§ **What is needed**
Print the whole listing exactly.

[Stored entries]

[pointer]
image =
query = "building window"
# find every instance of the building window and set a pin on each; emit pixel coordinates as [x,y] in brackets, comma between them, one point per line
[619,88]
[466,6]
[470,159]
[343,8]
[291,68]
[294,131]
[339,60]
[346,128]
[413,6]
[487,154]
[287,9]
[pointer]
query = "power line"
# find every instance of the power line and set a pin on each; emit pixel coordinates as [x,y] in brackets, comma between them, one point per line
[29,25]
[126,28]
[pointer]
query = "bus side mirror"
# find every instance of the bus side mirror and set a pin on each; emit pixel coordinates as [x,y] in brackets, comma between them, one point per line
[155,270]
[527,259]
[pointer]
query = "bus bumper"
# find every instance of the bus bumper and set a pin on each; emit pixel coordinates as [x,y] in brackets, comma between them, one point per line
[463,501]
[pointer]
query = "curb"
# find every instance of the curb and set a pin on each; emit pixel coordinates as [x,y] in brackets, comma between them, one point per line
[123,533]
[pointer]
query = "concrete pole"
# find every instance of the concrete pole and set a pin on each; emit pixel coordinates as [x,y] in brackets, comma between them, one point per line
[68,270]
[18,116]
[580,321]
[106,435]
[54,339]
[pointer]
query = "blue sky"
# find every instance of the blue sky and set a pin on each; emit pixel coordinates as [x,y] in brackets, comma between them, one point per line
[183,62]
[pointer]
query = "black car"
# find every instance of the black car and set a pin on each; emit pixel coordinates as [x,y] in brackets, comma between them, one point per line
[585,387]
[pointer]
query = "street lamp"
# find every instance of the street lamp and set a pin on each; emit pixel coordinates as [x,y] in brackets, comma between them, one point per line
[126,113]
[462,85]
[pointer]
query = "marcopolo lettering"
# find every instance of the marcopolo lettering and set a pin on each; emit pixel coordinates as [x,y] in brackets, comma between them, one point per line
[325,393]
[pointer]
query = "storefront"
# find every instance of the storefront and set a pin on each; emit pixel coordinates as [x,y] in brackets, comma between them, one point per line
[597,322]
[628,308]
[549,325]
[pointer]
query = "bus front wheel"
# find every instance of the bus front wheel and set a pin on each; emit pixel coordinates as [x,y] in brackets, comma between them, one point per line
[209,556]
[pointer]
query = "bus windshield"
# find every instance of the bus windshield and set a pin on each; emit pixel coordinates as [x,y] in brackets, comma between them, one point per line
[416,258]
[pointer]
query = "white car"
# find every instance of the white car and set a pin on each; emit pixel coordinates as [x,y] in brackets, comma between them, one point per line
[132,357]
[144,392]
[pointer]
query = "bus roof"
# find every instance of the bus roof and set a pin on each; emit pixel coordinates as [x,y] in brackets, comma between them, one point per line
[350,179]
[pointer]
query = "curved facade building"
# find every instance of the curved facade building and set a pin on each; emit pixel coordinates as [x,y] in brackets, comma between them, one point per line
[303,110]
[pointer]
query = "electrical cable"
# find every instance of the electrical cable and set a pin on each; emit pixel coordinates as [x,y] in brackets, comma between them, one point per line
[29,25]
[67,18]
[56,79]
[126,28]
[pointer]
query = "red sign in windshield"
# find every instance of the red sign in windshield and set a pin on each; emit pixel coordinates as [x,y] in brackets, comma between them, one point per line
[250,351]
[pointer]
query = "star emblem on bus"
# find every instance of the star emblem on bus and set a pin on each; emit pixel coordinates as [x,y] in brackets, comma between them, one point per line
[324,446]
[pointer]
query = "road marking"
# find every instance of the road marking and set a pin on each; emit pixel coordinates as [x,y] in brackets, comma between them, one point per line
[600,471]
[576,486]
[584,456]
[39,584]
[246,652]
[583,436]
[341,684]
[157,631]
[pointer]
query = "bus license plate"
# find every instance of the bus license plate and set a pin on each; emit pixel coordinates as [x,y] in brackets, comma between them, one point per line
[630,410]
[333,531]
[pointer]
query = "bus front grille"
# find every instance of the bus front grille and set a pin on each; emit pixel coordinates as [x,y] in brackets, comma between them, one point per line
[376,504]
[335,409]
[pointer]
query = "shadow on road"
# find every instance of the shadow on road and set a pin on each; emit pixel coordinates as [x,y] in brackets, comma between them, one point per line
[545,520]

§ **Answer in full**
[pointer]
image =
query = "building window"
# find every instance of the building window and set a pin on each; emit pixel coordinates as [x,y] in brackets, comma between them, one point per line
[619,88]
[466,6]
[470,159]
[343,8]
[291,68]
[294,131]
[339,60]
[346,128]
[413,6]
[487,154]
[287,9]
[pointer]
query = "power line"
# find every instance of the power line and set a pin on each; emit pixel coordinates as [x,y] in brackets, comma between them, one point per line
[29,25]
[126,28]
[pointer]
query = "bus side mirror"
# find every instance of the bus side mirror and set a pin on each; emit pixel coordinates as [x,y] in brackets, comma between them, one point per line
[155,270]
[527,259]
[pointer]
query = "bus bumper"
# find every instance of the bus bumper and set a pin on each; emit pixel coordinates as [x,y] in brackets, comma between them, one point per line
[463,501]
[pointer]
query = "curb"
# find every instance of the curb and set a pin on each; emit pixel coordinates as [x,y] in brackets, comma between them, one point per line
[123,533]
[pointer]
query = "concrete pole"
# find every instance of the concrete pole and set a pin on each; emit pixel coordinates as [x,y] in brackets, comma between them, one point per line
[68,270]
[18,116]
[580,321]
[106,435]
[54,339]
[pointer]
query = "blue sky"
# find every instance of the blue sky and set a pin on each; emit pixel coordinates as [x,y] in brackets, comma between them, one point per line
[183,62]
[pointer]
query = "black car"
# find every instance of the black car and set a pin on each; emit pixel coordinates as [x,y] in brackets, comma between them, one point per line
[585,387]
[pointer]
query = "street lamp"
# find every instance of the street lamp and set a pin on each; emit pixel coordinates as [x,y] in brackets, comma between them, one point per line
[126,113]
[462,85]
[pointer]
query = "marcopolo lettering"
# find every instance of the marcopolo lettering and set a pin on each; emit pixel coordinates as [x,y] in brackets, comma between them, one point per line
[325,393]
[pointer]
query = "storefront"
# find every instance of the storefront and set a pin on each; emit pixel coordinates as [x,y] in brackets, comma between them, one point per line
[597,322]
[628,308]
[549,325]
[pointer]
query = "bus front wheel"
# find every instance of the bus front wheel and set a pin on each; emit pixel coordinates as [x,y] in brackets, comma between them, one point per line
[209,556]
[pointer]
query = "bus windshield"
# find every instance of the bus windshield and set a pin on each; emit pixel coordinates as [x,y] in brackets, comma between them, one point per line
[416,258]
[pointer]
query = "white car"
# find every instance of the white car and set a pin on each; emit pixel coordinates as [x,y] in brackets, comma between them, one point per line
[132,357]
[144,392]
[pointer]
query = "bus roof"
# find every instance of the bus roof and set a pin on each; emit pixel coordinates as [x,y] in brackets, comma between them, one point per line
[350,179]
[pointer]
query = "curved facade building"
# find every instance of the curved facade building and set a pin on each; emit pixel coordinates as [x,y] in brackets, comma between them, one point per line
[303,110]
[pointer]
query = "electrical cable"
# find every instance of the electrical cable and set a pin on each; emit pixel coordinates as [x,y] in brackets, comma between them, one point per line
[29,25]
[67,18]
[56,79]
[126,28]
[pointer]
query = "red sign in windshield"
# find every instance of the red sign in windshield and set a pin on each; emit pixel coordinates as [x,y] in brackets, comma between them, one point per line
[250,351]
[pointer]
query = "star emblem on bus"
# find every instance of the star emblem on bus and set a pin on each; emit pixel coordinates as [x,y] in brackets, comma between them, one point per line
[324,446]
[pointer]
query = "road marking"
# find every instance of the road marking and set a pin on each; emit pixel coordinates as [x,y] in brackets, comma between them, one point per line
[600,471]
[576,486]
[584,456]
[39,584]
[246,652]
[583,436]
[341,684]
[157,631]
[pointer]
query = "bus license plate"
# find every instance of the bus license plate and set a pin on each; emit pixel coordinates as [x,y] in brackets, comma between them, one point per line
[630,410]
[333,531]
[pointer]
query = "bus front grille"
# find every instance of the bus front grille and set a pin on each; emit pixel coordinates as [x,y] in brackets, comma between them, one point per line
[376,504]
[335,409]
[pointer]
query = "shadow on road"
# find every instance of the shadow on road and set a pin on each; emit pixel coordinates as [x,y] in brackets, comma between them, one point per line
[545,520]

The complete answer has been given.